Check every line in the listing below for "field". Copy the ones where it occurs.

PROVIDED RECORDS -
__________________________________________________

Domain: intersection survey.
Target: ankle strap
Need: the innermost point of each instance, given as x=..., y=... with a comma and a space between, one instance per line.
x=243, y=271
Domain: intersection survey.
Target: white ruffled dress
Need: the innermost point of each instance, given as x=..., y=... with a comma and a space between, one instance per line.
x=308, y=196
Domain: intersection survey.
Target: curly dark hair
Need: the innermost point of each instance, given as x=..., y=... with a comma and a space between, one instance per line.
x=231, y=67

__________________________________________________

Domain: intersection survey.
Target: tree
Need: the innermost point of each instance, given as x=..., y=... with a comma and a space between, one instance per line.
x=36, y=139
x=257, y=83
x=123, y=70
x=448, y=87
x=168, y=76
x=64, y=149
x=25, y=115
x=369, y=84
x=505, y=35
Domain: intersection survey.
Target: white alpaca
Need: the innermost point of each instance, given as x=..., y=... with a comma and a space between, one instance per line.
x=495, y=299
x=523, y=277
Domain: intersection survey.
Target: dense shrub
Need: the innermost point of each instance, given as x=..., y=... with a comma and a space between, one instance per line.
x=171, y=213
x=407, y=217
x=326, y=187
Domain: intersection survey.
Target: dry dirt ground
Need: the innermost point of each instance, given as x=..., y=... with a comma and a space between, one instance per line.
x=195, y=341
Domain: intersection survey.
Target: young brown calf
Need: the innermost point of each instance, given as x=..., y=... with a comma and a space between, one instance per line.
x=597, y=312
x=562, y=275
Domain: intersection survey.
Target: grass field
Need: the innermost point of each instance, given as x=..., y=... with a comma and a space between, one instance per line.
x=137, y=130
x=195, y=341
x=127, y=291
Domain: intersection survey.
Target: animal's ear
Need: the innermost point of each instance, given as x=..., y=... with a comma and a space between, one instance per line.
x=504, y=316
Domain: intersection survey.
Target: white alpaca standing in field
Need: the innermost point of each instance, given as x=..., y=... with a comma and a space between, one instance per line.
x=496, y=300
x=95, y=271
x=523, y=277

__________________________________________________

SOLUTION TO THIS EXERCISE -
Target: grass field
Target: white alpaca standing in field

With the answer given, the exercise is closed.